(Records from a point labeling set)

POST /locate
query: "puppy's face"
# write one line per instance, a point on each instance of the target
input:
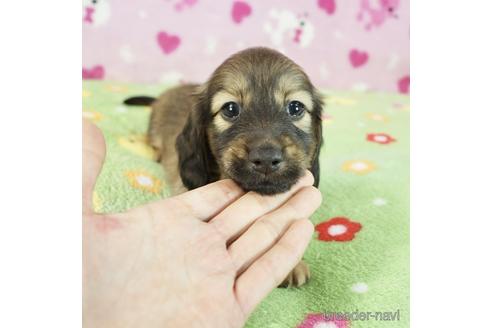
(263, 126)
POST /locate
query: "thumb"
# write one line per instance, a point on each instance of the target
(93, 154)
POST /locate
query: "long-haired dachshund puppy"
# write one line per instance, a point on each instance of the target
(257, 120)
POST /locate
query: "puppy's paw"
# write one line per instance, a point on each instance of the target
(298, 276)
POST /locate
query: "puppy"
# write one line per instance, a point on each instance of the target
(257, 120)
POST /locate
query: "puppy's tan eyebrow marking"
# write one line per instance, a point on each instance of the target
(219, 99)
(220, 123)
(302, 96)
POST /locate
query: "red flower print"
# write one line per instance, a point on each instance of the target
(380, 138)
(338, 229)
(315, 320)
(358, 57)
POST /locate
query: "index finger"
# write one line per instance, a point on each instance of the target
(202, 203)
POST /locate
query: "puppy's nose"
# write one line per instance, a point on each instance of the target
(266, 159)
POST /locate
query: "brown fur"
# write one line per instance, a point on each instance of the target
(197, 144)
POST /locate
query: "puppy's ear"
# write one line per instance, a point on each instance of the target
(196, 163)
(318, 135)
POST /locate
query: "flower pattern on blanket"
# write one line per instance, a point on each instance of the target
(359, 254)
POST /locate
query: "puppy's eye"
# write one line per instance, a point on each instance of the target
(230, 110)
(295, 109)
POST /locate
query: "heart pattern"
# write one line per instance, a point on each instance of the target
(93, 73)
(167, 42)
(328, 38)
(358, 58)
(240, 10)
(329, 6)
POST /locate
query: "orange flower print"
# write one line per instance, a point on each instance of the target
(338, 229)
(143, 181)
(358, 166)
(377, 117)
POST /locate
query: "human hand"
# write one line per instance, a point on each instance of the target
(204, 258)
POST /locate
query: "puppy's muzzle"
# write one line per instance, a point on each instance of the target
(265, 158)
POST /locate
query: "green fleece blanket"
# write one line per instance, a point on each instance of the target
(359, 254)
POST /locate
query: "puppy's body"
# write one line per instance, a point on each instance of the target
(170, 113)
(257, 120)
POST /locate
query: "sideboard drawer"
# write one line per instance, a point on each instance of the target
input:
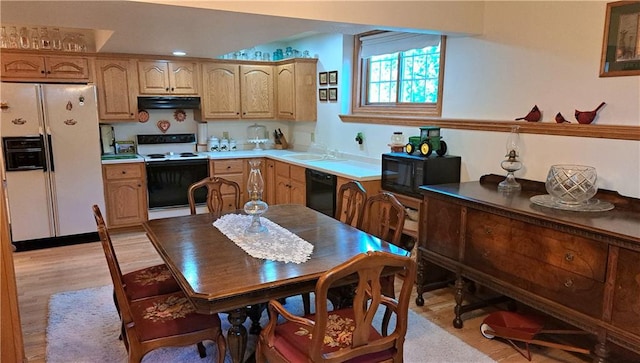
(626, 297)
(497, 246)
(569, 252)
(443, 228)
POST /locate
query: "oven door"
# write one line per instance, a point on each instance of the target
(168, 182)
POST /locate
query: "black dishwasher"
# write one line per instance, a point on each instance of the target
(321, 191)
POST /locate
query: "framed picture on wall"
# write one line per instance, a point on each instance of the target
(620, 44)
(322, 94)
(322, 77)
(333, 77)
(333, 94)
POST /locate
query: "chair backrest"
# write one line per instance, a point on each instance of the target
(351, 199)
(384, 217)
(114, 267)
(215, 190)
(368, 299)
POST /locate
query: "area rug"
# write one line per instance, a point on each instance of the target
(83, 327)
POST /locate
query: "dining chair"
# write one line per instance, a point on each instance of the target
(159, 321)
(215, 194)
(349, 209)
(351, 199)
(384, 218)
(139, 284)
(346, 334)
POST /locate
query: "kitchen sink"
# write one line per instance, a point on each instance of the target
(306, 157)
(314, 157)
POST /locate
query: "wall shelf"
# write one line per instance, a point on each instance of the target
(544, 128)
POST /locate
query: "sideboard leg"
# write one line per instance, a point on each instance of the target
(457, 321)
(601, 350)
(420, 280)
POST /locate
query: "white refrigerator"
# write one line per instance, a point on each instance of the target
(55, 201)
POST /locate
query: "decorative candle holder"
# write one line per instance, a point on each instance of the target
(511, 164)
(255, 207)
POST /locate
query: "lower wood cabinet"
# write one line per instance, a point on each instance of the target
(125, 192)
(290, 184)
(233, 170)
(269, 176)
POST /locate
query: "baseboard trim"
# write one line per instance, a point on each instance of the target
(37, 244)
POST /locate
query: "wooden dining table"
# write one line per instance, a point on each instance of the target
(220, 277)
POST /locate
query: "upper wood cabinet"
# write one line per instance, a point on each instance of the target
(220, 91)
(164, 77)
(116, 84)
(257, 91)
(37, 67)
(232, 91)
(296, 85)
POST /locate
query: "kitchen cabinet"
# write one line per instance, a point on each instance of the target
(125, 194)
(168, 77)
(296, 90)
(116, 86)
(44, 68)
(290, 184)
(257, 91)
(220, 91)
(233, 170)
(269, 176)
(237, 91)
(580, 267)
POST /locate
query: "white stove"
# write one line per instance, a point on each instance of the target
(173, 156)
(174, 147)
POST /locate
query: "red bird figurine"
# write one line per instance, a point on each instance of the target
(560, 119)
(586, 117)
(533, 115)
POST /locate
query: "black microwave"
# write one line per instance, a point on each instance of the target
(404, 174)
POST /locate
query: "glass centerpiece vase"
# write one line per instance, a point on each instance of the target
(255, 207)
(511, 164)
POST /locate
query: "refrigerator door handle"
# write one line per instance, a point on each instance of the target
(50, 153)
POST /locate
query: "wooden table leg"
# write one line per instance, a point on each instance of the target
(255, 313)
(237, 335)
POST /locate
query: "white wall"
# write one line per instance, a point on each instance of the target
(544, 53)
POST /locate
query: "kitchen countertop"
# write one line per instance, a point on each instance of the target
(350, 169)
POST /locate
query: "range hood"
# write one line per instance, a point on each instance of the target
(168, 102)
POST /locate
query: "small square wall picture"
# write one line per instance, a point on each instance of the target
(322, 94)
(333, 94)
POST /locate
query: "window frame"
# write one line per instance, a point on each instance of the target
(359, 79)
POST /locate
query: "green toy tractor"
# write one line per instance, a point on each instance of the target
(428, 142)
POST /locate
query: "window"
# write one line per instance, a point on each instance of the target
(399, 73)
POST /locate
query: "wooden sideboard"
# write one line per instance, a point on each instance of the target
(580, 267)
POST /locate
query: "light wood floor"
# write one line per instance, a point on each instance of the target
(44, 272)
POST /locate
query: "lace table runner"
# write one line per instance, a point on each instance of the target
(276, 244)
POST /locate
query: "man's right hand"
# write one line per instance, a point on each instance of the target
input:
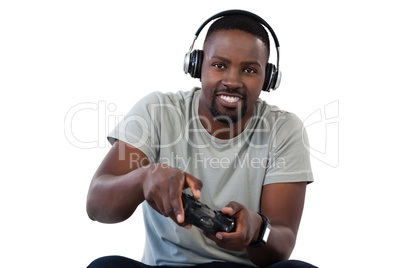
(126, 178)
(162, 188)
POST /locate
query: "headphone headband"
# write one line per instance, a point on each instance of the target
(193, 59)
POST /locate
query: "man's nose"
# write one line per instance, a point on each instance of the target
(232, 78)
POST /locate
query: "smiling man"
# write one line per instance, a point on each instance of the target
(220, 143)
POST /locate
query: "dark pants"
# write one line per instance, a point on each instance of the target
(123, 262)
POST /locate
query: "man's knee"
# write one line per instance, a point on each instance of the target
(116, 261)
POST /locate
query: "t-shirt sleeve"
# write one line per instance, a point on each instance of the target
(139, 127)
(289, 159)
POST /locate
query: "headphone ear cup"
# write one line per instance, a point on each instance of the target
(195, 63)
(268, 77)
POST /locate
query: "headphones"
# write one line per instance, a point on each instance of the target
(193, 58)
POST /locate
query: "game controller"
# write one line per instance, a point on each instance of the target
(205, 218)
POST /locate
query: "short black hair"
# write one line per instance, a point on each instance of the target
(239, 22)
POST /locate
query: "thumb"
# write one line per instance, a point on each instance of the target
(231, 208)
(194, 184)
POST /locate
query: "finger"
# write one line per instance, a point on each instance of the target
(176, 185)
(231, 208)
(194, 184)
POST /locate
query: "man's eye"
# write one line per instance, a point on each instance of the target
(250, 70)
(219, 65)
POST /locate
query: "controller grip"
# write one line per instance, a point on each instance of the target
(205, 218)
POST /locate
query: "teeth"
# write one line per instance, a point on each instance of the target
(229, 99)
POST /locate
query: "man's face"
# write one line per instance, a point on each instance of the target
(232, 75)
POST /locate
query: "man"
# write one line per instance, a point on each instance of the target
(222, 144)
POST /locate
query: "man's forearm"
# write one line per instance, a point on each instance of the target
(113, 199)
(280, 245)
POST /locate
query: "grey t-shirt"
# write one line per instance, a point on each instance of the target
(273, 148)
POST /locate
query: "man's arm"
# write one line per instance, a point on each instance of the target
(283, 204)
(126, 178)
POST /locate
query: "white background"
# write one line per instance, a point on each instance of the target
(70, 69)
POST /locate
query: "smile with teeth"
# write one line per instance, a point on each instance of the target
(229, 99)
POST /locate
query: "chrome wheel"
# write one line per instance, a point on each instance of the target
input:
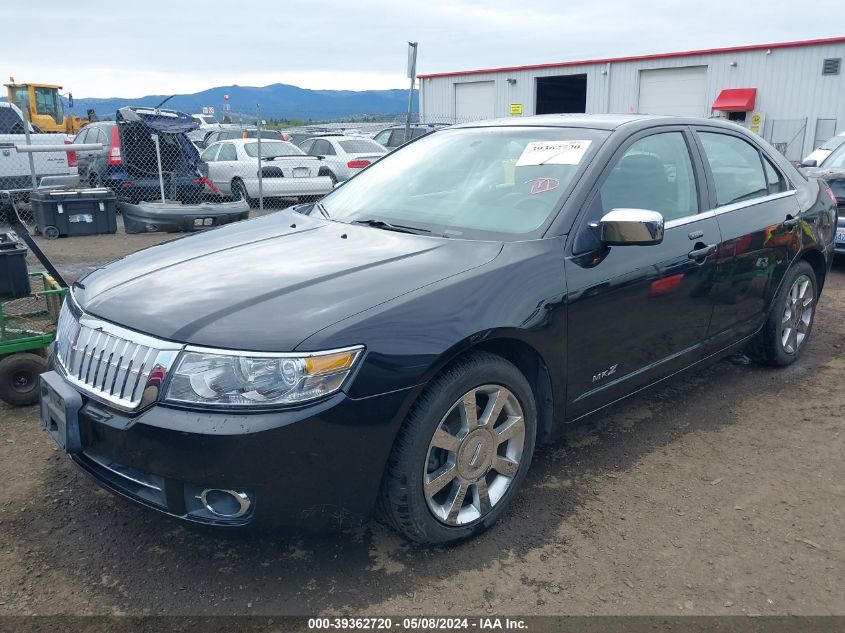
(797, 314)
(474, 455)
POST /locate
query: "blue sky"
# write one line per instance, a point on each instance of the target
(128, 49)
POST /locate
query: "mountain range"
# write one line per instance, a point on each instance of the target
(277, 101)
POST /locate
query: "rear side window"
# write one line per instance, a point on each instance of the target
(736, 166)
(361, 146)
(227, 152)
(654, 173)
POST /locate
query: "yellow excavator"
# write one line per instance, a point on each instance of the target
(43, 105)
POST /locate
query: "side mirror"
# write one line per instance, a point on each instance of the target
(631, 227)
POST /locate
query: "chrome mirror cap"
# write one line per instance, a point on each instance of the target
(624, 227)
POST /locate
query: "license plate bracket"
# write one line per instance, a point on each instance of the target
(60, 405)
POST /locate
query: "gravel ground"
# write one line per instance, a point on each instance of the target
(721, 494)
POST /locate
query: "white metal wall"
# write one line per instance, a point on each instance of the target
(788, 80)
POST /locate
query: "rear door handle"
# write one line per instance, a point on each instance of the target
(790, 222)
(702, 251)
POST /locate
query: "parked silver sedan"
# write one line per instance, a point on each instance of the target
(344, 156)
(286, 170)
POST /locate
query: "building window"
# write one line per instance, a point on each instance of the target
(831, 66)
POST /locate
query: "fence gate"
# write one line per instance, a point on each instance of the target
(787, 136)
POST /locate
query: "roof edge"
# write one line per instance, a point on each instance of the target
(634, 58)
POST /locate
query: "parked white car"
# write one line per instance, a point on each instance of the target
(825, 150)
(287, 172)
(208, 122)
(344, 156)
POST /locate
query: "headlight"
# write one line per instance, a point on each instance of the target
(253, 379)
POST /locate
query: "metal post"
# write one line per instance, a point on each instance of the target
(260, 167)
(412, 75)
(158, 160)
(26, 134)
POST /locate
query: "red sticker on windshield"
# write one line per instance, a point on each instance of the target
(542, 185)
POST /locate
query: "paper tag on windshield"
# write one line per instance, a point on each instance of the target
(553, 153)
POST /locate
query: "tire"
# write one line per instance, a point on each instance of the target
(19, 378)
(239, 191)
(427, 517)
(787, 329)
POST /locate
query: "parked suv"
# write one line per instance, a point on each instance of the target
(407, 341)
(128, 163)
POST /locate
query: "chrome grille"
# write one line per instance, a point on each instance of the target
(108, 362)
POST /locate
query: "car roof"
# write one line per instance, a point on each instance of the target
(596, 121)
(243, 141)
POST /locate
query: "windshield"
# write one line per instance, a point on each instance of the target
(477, 183)
(271, 149)
(361, 146)
(836, 159)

Request -> Please locate every line in the entries that contains the word "handle" and copy each of those lines.

Complete output ->
query: "refrigerator door handle"
query: "rear door handle"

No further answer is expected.